Work to complete: Format the data as a numbered list, beginning with the line containing "Put a point on every instance of the asphalt" and continuing through the line containing "<point>223,388</point>", and omit any blank lines.

Saved data entries:
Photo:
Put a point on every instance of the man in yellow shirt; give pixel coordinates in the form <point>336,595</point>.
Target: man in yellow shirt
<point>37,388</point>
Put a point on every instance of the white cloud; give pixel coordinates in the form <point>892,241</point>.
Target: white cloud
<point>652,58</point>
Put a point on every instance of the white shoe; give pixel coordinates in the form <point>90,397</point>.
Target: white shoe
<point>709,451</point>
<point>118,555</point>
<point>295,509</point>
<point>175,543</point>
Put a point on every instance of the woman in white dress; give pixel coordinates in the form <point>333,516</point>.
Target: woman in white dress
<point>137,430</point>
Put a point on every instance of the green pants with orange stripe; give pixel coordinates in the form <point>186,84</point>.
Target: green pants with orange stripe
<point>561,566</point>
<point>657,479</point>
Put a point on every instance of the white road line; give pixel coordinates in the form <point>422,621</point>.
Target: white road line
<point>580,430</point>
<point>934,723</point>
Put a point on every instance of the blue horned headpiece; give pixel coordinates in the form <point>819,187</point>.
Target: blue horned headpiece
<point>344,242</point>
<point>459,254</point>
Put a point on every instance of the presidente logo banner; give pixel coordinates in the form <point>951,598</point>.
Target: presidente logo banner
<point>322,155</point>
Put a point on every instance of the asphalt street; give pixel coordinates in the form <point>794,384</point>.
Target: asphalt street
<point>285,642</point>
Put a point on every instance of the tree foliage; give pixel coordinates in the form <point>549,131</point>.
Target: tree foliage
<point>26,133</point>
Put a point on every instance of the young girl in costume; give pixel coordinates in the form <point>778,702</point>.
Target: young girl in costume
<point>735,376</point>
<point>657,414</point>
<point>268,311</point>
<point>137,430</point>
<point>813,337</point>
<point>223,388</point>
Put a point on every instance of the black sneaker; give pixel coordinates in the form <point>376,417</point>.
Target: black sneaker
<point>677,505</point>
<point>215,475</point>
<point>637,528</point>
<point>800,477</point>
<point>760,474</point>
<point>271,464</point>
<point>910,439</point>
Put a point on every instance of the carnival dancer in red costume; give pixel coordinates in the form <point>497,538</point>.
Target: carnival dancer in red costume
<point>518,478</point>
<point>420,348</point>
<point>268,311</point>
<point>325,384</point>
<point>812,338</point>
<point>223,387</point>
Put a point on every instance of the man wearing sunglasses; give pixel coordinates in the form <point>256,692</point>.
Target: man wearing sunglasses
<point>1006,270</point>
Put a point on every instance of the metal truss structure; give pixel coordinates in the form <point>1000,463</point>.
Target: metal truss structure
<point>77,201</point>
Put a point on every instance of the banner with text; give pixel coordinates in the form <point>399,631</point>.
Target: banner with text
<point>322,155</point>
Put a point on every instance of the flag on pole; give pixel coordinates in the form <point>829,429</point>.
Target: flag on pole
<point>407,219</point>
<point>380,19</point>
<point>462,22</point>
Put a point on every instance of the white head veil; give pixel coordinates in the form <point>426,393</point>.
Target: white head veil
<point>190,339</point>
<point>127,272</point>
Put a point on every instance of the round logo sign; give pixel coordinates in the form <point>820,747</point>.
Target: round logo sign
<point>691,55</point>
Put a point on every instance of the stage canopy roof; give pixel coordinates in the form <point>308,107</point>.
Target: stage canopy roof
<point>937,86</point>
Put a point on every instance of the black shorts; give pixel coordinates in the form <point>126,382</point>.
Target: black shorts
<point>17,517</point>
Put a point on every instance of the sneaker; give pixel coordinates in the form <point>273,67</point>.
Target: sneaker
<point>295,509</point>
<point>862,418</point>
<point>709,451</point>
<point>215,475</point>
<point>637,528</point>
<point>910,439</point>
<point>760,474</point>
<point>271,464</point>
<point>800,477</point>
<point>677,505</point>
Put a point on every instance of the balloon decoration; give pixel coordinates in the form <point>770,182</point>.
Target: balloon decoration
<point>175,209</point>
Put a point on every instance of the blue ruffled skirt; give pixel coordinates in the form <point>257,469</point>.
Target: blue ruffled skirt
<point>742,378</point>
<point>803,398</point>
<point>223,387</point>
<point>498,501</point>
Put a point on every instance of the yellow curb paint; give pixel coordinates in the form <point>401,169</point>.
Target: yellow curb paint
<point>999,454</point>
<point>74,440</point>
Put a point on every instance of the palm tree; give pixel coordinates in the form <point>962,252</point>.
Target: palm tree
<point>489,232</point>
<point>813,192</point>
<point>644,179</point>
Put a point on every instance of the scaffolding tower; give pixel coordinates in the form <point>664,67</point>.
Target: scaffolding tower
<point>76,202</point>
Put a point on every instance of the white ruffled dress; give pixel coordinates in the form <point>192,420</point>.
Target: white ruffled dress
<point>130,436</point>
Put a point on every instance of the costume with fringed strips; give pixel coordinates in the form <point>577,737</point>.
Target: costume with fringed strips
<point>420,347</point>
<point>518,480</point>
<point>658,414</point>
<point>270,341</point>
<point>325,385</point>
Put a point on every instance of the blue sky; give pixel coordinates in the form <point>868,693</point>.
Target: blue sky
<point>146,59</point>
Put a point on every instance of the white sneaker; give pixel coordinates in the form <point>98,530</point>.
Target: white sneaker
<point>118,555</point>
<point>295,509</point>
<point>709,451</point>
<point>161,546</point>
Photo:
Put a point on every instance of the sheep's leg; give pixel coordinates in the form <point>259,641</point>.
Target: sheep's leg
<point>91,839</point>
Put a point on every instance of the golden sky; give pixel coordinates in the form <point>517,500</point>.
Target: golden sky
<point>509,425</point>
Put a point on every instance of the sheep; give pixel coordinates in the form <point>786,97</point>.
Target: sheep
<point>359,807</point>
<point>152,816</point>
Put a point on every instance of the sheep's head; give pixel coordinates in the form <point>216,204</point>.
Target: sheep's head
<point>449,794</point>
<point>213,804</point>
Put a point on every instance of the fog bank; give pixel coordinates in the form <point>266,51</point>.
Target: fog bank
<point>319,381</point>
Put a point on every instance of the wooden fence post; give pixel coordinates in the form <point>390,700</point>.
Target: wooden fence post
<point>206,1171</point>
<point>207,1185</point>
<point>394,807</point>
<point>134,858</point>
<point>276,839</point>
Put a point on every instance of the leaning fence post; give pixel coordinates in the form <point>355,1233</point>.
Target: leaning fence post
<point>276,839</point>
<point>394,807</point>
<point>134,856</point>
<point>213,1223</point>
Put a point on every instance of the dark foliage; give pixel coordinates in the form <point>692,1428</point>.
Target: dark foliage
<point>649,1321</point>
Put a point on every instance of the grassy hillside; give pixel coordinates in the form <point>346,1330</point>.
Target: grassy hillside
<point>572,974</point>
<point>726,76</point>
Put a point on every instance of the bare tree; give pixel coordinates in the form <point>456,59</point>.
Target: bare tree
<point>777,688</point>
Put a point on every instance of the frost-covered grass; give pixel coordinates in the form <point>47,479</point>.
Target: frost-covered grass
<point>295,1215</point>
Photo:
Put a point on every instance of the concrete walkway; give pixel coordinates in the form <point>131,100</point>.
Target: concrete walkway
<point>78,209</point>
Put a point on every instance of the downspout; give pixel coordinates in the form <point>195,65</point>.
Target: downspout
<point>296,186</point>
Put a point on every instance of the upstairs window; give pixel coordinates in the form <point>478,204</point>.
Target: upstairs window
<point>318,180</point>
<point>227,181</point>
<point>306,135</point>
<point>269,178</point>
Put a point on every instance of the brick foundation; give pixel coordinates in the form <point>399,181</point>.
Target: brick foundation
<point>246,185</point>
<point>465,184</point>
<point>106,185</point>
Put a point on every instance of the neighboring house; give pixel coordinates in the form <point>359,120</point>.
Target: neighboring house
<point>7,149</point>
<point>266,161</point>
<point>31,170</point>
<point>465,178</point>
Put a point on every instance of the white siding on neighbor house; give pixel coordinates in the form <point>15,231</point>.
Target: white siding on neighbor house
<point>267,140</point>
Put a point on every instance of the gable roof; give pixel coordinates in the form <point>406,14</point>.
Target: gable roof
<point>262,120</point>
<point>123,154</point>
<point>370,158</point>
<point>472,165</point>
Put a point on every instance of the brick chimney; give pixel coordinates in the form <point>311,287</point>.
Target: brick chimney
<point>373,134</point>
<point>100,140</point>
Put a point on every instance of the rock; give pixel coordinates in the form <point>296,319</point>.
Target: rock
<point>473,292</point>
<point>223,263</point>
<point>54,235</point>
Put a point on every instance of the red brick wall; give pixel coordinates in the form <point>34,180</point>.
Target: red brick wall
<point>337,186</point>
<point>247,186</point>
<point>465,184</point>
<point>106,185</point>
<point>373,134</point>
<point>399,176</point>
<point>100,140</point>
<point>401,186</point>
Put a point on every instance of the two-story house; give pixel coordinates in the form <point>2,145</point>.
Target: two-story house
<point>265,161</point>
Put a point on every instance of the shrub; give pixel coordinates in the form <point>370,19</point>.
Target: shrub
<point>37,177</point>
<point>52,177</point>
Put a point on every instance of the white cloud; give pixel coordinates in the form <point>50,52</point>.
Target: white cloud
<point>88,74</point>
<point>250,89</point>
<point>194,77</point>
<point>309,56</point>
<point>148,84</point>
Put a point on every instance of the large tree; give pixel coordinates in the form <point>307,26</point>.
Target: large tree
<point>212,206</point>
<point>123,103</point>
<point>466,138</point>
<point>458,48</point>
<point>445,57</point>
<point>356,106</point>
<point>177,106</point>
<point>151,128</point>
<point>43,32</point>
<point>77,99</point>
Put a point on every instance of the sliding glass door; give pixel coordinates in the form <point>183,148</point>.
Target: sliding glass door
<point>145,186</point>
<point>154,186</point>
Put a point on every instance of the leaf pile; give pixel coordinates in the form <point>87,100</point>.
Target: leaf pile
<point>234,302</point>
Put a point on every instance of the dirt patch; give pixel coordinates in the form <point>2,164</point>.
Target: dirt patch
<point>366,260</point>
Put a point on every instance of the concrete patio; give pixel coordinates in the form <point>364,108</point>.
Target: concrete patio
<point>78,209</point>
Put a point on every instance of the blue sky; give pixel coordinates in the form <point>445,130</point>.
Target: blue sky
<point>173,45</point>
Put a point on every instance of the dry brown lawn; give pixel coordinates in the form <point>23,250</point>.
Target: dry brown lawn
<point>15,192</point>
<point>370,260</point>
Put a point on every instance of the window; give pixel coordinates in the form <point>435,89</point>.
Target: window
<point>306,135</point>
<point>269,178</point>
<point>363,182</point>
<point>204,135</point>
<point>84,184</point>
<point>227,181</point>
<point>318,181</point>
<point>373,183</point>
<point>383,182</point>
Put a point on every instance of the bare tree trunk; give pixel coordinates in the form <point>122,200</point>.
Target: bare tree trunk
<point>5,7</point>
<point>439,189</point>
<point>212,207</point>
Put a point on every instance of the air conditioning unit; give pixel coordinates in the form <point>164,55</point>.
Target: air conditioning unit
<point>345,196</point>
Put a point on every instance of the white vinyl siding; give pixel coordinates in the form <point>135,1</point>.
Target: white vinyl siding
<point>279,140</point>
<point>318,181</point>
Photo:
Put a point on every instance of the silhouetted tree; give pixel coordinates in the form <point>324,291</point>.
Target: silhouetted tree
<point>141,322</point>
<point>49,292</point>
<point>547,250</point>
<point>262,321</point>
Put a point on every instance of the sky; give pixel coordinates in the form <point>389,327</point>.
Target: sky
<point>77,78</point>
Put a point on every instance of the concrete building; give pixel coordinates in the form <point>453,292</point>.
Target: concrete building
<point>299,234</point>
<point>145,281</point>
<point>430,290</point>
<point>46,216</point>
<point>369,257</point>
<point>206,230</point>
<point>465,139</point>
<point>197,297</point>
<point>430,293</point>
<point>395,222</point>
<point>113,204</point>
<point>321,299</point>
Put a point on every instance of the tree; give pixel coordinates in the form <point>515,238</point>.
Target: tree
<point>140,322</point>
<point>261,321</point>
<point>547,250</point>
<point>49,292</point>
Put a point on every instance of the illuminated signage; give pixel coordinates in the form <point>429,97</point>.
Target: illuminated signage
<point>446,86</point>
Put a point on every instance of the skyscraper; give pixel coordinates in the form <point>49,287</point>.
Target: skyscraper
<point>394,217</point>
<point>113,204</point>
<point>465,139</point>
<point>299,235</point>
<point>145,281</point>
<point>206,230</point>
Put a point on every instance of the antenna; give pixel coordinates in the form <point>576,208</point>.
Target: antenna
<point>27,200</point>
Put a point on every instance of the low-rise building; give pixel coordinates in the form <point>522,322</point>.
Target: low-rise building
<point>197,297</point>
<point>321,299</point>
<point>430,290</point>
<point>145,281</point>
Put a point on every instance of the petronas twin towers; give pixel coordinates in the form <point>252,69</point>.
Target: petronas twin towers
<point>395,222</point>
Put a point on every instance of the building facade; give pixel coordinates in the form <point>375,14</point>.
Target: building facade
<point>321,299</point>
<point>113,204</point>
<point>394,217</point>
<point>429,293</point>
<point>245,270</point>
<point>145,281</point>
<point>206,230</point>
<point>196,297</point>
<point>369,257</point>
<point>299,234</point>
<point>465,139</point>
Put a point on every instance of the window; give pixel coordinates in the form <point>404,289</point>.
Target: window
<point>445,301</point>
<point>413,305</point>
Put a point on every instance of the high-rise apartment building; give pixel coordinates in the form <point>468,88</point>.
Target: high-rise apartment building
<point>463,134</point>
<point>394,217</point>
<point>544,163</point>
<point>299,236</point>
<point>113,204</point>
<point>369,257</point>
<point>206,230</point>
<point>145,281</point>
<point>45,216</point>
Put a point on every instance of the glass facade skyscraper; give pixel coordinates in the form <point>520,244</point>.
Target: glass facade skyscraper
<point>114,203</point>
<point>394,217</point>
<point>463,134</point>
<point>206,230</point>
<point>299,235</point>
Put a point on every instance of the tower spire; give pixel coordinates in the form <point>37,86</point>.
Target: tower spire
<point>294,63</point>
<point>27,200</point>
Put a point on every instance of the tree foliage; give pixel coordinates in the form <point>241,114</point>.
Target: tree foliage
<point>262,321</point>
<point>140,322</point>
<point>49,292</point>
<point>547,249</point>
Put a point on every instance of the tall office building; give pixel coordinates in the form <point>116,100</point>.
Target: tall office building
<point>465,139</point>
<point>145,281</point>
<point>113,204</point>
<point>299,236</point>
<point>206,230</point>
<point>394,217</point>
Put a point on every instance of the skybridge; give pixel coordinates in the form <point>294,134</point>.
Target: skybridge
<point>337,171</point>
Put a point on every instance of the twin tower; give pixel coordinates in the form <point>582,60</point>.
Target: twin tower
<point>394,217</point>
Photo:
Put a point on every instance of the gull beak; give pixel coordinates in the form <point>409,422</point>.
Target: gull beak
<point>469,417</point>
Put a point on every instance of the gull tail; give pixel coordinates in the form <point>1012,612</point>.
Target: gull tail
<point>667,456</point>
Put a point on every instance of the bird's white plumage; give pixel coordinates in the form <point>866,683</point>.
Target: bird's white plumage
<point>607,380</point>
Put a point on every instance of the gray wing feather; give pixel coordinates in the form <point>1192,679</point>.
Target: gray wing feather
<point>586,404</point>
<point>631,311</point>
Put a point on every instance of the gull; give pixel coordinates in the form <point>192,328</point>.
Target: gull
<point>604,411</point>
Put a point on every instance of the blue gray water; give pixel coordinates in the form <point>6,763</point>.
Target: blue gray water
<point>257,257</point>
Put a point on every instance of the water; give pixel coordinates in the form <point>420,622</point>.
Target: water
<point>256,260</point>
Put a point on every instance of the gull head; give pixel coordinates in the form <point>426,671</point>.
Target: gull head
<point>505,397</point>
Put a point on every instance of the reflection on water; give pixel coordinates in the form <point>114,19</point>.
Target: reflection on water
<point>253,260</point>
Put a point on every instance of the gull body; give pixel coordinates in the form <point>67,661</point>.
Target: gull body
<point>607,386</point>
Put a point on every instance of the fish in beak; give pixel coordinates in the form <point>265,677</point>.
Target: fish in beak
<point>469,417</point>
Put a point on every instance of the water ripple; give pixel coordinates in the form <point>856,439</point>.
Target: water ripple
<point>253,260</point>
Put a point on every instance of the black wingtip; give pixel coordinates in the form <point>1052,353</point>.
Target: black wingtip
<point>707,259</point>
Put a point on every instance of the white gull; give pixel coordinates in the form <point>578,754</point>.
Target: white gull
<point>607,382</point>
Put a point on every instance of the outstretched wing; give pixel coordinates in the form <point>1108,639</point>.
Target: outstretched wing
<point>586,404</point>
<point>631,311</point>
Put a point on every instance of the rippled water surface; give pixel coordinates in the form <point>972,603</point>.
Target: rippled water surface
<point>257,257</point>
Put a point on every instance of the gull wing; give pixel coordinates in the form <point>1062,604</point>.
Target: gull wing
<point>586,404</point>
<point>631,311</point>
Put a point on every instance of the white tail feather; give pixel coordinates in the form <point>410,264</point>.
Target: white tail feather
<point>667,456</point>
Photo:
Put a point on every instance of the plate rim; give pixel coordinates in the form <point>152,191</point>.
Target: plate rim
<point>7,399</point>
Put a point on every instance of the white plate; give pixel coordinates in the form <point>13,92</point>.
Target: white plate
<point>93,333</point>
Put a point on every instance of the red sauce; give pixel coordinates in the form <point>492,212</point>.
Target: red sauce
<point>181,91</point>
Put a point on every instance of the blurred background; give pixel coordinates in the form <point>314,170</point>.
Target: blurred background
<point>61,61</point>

Expected answer:
1. Put a point on every instance of the asphalt street; give pixel coordinates in the form <point>794,384</point>.
2. Target: asphalt street
3. <point>285,642</point>
4. Put a point on every instance of the tree foliage; give pixel coordinates in the form <point>549,131</point>.
5. Target: tree foliage
6. <point>26,133</point>
7. Put a point on every instance of the young girl in costume; give pixel coordinates in the form <point>778,702</point>.
8. Target: young girl in costume
9. <point>735,376</point>
10. <point>657,414</point>
11. <point>268,311</point>
12. <point>137,430</point>
13. <point>813,337</point>
14. <point>223,388</point>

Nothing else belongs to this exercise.